*Passage*
One of the few ways to reduce your property taxes is to catch any mistakes and correct any errors in your annual tax assessment. The implosion of the housing market has caused housing prices to fall over the past three years. Many New Jersey homeowners may now have an opportunity to lower their property tax bills by filing a tax appeal to challenge their tax assessment.
If you think you home assessment is unfair or incorrect, you have until April 1 to file your appeal. To find out if you’re a good candidate for a NJ property tax appeal, you should first have some understanding of how property is assessed in New Jersey and how the appeal process works.
Every year, in either late January or early February, tax assessors are required to mail to each property owner in New Jersey, an annual tax assessment notice. It’s typically printed on a small green card and it simply states your home’s assessed value for both the land and any improvements. The number on the card is calculated as of October 1 of the pre-tax year. So, for example, the tax assessment date for 2009 is October 1, 2008. That number, however, is virtually meaningless unless you know what your town’s average tax ratio currently is.
Every year, the state Division of Taxation with the help of assessors computes these average ratios by analyzing sales of comparable properties over the prior 24 months. The list of these ratios is published every year, usually right after Christmas, on the division’s website.
The Math Involved in a NJ Property Tax Appeal
To determine whether your property is over or under assessed, there is some math involved.
Have your calculator handy for this part. Every township also gives itself a margin of error which is equal to plus and minus 15 percent of the average ratio. This huge 30 percent sway is the first of many reasons that many appeals are denied. Are houses mis-assessed? Yes. Are they incorrectly assessed by this large a swing? Not very often.
For example, the average tax ratio for Town XYZ in 2010 is 88.54 percent. On the low end, the town’s ratio is 75.26 percent and on the high end its 101.82 percent. All these ratios are important to figuring out if your home is assessed fairly. If a home in Town XYZ is assessed at $500,000, the property owner must divide his or her home’s assessment by the average ratio — 88.54 percent — to determine the fair market value of their property, in reality, what the town thinks the property is really worth. In this example, the true value comes out to $564,717.
But don’t forget about that margin of error! Property owners should then repeat this same exercise, using the town’s lower ratio and the highest ratio, so they can see the ranges they are dealing with. Using the previous example, dividing their home’s assessed value of $500,000 by 75.26 percent gives you $664,364 and dividing it by 101.82 gives you around $491,063.
If the comparable home sales on your block have been selling for less than $491,063 and your assessed value is $500,000, Congratulations! You are a good candidate for a tax appeal. If you win, the township is required to reduce your assessment. Conversely, if all the homes on your block are selling for more than $664,364, you might want to lay low and start praying that everyone else lays low as well. Your home is probably under-assessed. And if you fall in between those ranges, abandon the idea of an appeal. You’ll not only lose your NJ property tax appeal, you could even open the boards eyes to the prospect of jacking everybody else’s assessment up in order to increase revenues. The only plus side to this scenario is that this is how school districts are funded, so if you have kids, they will at least see some of your lost money down the road in better textbooks.

*Instructions*
a) In the property tax text, what is the deadline for filing an appeal of a home assessment?
b) Count the lines in the listing that contain the word "wooden", and give only the number.
The listing has no connection to the property tax text.

[Records from a data collection]
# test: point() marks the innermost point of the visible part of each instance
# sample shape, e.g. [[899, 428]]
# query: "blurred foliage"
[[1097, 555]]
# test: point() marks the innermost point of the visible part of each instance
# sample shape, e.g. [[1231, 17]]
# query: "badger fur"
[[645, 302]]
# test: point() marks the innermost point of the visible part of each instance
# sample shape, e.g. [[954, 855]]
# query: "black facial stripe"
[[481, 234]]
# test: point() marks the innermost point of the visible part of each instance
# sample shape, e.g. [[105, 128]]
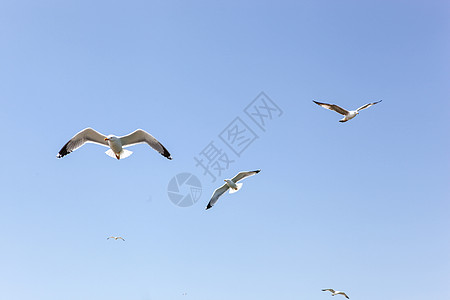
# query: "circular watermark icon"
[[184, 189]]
* * *
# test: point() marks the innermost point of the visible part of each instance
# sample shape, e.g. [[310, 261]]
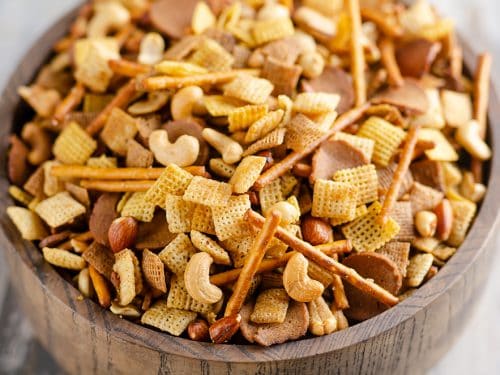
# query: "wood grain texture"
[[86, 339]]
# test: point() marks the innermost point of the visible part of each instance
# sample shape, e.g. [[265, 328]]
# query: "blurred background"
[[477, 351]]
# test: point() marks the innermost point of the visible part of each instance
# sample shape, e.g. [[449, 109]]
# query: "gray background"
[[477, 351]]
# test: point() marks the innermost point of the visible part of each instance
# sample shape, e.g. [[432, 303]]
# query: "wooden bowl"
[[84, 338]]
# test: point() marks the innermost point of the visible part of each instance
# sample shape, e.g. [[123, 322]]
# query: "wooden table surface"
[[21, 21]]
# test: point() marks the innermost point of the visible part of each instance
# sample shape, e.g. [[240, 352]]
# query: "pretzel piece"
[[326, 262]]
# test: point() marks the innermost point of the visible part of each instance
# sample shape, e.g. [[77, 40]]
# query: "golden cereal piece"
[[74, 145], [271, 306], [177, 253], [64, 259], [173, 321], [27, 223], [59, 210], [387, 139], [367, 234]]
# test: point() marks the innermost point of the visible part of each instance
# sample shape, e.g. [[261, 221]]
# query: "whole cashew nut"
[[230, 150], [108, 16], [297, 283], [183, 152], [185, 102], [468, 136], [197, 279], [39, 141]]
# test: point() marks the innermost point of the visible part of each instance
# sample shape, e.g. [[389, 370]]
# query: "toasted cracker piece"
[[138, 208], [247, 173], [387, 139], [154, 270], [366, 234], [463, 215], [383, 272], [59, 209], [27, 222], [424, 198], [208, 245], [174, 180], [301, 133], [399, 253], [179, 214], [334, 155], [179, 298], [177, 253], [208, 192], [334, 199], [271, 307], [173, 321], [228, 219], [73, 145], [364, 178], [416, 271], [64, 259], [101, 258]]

*Answers provided*
a) April 1

b) 2